━━━ EXTRACTED MATERIAL ━━━

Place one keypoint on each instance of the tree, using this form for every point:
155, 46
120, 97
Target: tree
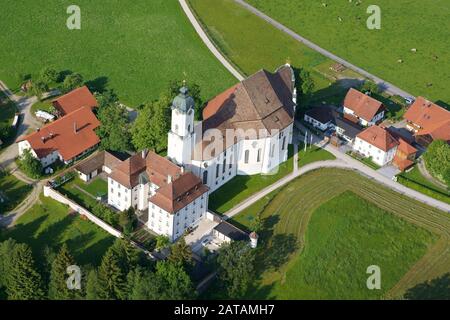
111, 279
23, 282
181, 253
152, 124
72, 81
48, 76
176, 283
236, 267
257, 223
194, 92
114, 130
162, 242
437, 160
30, 165
58, 289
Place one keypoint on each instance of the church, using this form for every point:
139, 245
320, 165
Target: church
245, 130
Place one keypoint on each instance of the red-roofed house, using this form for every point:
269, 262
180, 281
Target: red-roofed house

━━━

> **AIM OF THE EXERCISE**
Format every line of the material above as a JSON list of strings, one string per line, omitting blank lines. Leave the pictures out.

> **SOLUTION FOR THIS EXERCISE**
[
  "Place one keypoint on each instance of the tree, using this form for every point:",
  "155, 46",
  "120, 97",
  "Target: tree",
  "111, 279",
  "23, 282",
  "181, 253",
  "152, 124",
  "72, 81",
  "48, 76",
  "176, 283",
  "236, 267",
  "257, 223",
  "194, 92",
  "114, 130",
  "162, 242",
  "437, 160",
  "30, 165",
  "58, 289",
  "Place one keypoint on each instance of the church, using this form for every point:",
  "139, 245",
  "320, 165",
  "Target: church",
  "245, 130",
  "Place one keypoint on each instance of the red-roofed house, using this form for every point:",
  "269, 262",
  "180, 281",
  "Target: red-roofed house"
]